Dataset entries
_ _ _ _ _

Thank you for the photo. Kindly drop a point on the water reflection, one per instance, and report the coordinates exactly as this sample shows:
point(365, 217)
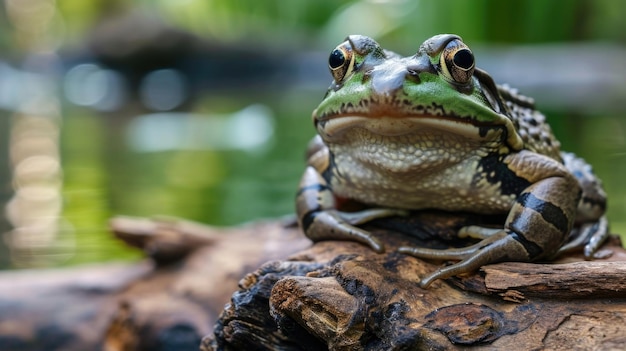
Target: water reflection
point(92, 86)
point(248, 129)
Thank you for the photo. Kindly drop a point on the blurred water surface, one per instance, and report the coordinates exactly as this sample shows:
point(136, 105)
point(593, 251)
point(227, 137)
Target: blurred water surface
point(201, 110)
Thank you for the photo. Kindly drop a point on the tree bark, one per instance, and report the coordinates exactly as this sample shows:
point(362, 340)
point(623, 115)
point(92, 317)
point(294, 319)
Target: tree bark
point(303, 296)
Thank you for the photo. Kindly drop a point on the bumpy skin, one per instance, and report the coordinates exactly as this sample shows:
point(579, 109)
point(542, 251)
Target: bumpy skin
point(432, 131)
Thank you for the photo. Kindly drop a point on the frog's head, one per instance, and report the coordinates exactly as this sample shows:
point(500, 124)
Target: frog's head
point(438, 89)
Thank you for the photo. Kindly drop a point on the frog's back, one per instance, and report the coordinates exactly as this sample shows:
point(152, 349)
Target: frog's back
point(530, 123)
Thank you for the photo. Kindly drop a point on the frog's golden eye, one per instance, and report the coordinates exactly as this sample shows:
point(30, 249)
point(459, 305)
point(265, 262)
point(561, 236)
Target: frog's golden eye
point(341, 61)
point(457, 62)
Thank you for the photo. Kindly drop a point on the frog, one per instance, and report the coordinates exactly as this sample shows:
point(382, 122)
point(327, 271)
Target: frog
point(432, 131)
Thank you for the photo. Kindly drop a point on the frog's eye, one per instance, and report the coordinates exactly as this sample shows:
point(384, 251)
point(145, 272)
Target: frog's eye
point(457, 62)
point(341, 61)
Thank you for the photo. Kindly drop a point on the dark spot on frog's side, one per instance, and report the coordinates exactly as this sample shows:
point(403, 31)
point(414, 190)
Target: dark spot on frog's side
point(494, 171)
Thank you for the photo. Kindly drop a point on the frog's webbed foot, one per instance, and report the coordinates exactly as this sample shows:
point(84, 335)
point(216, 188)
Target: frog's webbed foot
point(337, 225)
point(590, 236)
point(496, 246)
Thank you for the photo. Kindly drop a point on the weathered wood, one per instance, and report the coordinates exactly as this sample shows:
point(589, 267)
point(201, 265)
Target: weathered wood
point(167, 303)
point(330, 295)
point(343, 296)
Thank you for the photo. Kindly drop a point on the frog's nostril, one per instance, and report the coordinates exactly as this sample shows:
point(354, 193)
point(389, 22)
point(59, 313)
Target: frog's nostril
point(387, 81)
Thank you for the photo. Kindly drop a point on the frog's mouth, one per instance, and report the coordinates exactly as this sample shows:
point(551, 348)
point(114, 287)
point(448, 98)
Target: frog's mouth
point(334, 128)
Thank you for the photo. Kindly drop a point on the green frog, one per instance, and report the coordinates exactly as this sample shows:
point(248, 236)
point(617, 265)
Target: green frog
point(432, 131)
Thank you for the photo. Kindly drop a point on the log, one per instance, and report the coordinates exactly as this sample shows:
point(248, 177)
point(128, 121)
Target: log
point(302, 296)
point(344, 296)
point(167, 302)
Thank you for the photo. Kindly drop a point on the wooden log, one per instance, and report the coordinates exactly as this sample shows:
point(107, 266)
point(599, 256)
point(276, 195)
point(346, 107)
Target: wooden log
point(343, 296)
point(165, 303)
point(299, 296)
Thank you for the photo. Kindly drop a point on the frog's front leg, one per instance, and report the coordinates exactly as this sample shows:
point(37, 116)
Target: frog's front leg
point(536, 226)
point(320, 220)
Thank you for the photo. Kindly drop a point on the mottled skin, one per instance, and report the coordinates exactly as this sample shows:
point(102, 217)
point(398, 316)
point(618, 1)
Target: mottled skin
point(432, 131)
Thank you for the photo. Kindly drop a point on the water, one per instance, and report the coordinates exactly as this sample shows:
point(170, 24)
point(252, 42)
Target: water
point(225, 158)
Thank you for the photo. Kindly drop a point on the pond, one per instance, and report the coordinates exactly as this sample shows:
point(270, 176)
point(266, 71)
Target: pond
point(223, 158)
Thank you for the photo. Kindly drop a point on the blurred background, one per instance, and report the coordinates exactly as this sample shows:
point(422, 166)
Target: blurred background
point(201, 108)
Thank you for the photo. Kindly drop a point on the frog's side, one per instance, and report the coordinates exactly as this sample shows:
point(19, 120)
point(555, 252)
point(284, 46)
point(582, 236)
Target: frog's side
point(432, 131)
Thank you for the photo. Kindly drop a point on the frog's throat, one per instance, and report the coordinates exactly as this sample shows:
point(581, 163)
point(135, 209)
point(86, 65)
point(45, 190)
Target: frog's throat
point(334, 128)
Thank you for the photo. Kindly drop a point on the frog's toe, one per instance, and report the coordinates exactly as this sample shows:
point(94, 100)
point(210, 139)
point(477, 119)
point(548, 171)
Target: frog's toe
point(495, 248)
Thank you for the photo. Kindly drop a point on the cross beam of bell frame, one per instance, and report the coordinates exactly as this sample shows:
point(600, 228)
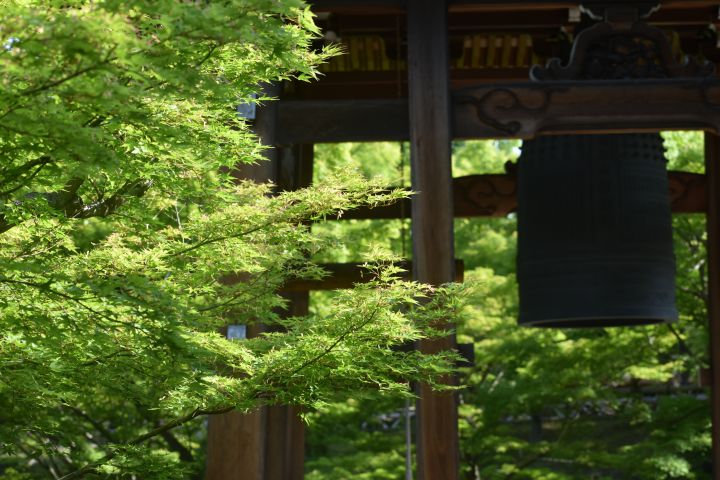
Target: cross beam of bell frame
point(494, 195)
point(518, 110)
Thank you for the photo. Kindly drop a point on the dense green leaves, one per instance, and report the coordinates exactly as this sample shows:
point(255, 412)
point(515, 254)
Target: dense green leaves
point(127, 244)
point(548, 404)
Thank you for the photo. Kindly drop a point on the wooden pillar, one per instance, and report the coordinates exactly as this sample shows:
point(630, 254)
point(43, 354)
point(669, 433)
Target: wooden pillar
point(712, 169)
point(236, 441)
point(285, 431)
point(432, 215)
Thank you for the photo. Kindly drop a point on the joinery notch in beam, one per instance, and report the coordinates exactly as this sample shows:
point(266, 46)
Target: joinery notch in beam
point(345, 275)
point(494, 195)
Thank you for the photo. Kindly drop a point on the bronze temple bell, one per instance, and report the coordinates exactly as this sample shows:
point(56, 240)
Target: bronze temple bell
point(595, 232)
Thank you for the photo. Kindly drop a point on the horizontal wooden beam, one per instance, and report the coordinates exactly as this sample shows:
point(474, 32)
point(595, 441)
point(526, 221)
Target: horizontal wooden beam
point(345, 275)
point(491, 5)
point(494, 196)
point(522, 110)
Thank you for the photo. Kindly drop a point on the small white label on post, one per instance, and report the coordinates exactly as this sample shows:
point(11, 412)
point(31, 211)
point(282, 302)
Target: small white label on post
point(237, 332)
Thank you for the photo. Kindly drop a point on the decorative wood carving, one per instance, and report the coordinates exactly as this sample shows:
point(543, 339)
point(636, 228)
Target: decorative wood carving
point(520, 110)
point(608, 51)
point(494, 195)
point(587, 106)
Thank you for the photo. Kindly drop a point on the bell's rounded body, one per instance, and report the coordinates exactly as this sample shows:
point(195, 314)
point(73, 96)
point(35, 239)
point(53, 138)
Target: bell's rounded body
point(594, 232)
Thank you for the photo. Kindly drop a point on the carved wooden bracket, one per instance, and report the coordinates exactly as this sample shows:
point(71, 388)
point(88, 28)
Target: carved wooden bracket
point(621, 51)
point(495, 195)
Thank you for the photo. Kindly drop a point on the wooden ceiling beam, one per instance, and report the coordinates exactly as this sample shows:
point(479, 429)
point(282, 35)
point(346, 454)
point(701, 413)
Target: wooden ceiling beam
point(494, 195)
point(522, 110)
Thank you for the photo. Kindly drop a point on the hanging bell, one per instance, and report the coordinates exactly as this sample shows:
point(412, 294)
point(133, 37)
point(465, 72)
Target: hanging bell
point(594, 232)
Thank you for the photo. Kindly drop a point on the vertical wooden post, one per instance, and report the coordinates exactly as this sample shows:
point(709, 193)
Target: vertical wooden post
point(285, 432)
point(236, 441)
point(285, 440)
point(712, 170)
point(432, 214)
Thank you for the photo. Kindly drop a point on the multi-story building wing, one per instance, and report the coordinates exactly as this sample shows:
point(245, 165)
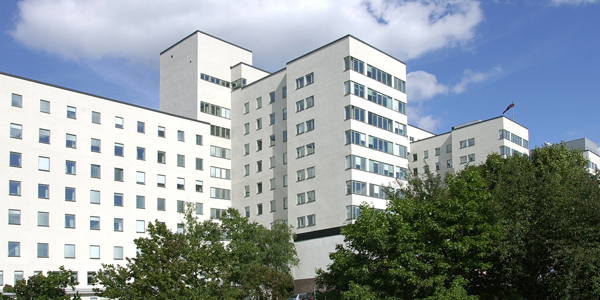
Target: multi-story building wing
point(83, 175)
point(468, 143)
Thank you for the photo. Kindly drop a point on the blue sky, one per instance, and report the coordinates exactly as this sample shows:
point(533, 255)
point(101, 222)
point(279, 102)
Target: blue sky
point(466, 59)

_ _ _ _ _

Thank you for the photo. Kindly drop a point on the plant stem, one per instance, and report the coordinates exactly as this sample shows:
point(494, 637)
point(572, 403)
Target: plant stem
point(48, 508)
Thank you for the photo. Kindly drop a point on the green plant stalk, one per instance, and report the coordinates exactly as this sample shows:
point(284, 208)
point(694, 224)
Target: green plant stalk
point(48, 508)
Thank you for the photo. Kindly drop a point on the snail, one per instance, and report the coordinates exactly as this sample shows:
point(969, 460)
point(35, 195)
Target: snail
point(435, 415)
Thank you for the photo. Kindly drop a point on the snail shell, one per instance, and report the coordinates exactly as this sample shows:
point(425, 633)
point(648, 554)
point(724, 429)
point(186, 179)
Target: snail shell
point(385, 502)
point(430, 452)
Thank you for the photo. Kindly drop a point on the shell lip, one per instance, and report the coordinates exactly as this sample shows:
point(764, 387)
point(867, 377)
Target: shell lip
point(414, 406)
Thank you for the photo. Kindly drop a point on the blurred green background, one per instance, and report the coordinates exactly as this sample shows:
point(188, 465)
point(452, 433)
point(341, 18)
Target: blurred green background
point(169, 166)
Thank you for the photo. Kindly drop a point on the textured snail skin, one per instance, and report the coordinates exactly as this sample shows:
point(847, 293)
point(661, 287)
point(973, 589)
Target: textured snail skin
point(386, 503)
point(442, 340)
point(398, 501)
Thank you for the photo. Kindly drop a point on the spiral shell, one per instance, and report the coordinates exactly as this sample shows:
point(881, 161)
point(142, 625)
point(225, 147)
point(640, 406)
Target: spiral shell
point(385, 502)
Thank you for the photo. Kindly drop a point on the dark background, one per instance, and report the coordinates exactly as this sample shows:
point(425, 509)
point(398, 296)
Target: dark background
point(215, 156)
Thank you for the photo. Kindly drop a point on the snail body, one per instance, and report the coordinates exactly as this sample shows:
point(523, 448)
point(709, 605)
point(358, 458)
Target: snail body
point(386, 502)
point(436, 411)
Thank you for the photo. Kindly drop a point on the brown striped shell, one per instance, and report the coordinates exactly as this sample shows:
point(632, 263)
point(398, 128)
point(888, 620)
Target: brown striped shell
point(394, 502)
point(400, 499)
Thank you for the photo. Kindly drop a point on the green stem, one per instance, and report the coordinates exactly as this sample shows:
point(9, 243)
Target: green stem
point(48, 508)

_ _ _ _ _

» **What is needed**
Of all the entries above, repeat only the lines from the line that has "point(459, 305)" to the line that has "point(346, 107)", both lines included, exactly.

» **Written solution**
point(459, 305)
point(265, 262)
point(561, 236)
Target: frog's golden eye
point(341, 61)
point(457, 62)
Thank you for the photo. Kindly drop a point on the frog, one per instance, and report the coordinates exactly as this sample shows:
point(382, 122)
point(327, 271)
Target: frog
point(432, 131)
Thank you for the photo. Kindly drop a point on the frog's eye, one per instance, and report the coordinates exactly as this sample shows:
point(384, 251)
point(145, 272)
Target: frog's eye
point(457, 62)
point(341, 61)
Thank you for the photo. Kindly drop a point on the dark spot on frog's side, one per instance, and report the coordinates exactly as this sample shows:
point(403, 31)
point(414, 190)
Target: dark spot on frog's side
point(494, 171)
Thank you for the photo. Kindly drop a point on the frog's webbed foot, one per instance, and report the coordinates exactly as this sample shows:
point(84, 335)
point(216, 188)
Target: frog's webbed foot
point(337, 225)
point(590, 236)
point(496, 246)
Thank you for the photo. Kindly drop a point on the weathered wood, one per instance, and report the coordinates exactly as this sample shows:
point(589, 267)
point(201, 265)
Target: weathered wood
point(167, 303)
point(330, 295)
point(343, 296)
Thank you for the photo. Kindly drop a point on the frog's nostril, one per instance, and report the coordinates exactly as this sample shows:
point(354, 193)
point(389, 22)
point(59, 313)
Target: frog's nostril
point(387, 81)
Thank you for the photo. Kindly drop a point on the frog's mouth, one per instance, and report the coordinates exactly as this sample shows:
point(551, 348)
point(114, 287)
point(448, 98)
Target: frog's mouth
point(334, 128)
Thank you for the photo. Kindly drop a point on the green frog, one per instance, and report the coordinates exactly as this sample shows:
point(248, 236)
point(617, 265)
Target: green frog
point(432, 131)
Thank you for the photo. Kindly drop a point on the log, one per instance, and report the coordinates exactly as this sample shows:
point(248, 177)
point(128, 121)
Target: log
point(302, 296)
point(344, 296)
point(167, 302)
Thank you for the photo. Kindly drop a point on the wooden log, one per instance, and report the coordinates exactly as this sample shows:
point(107, 266)
point(599, 256)
point(276, 195)
point(346, 107)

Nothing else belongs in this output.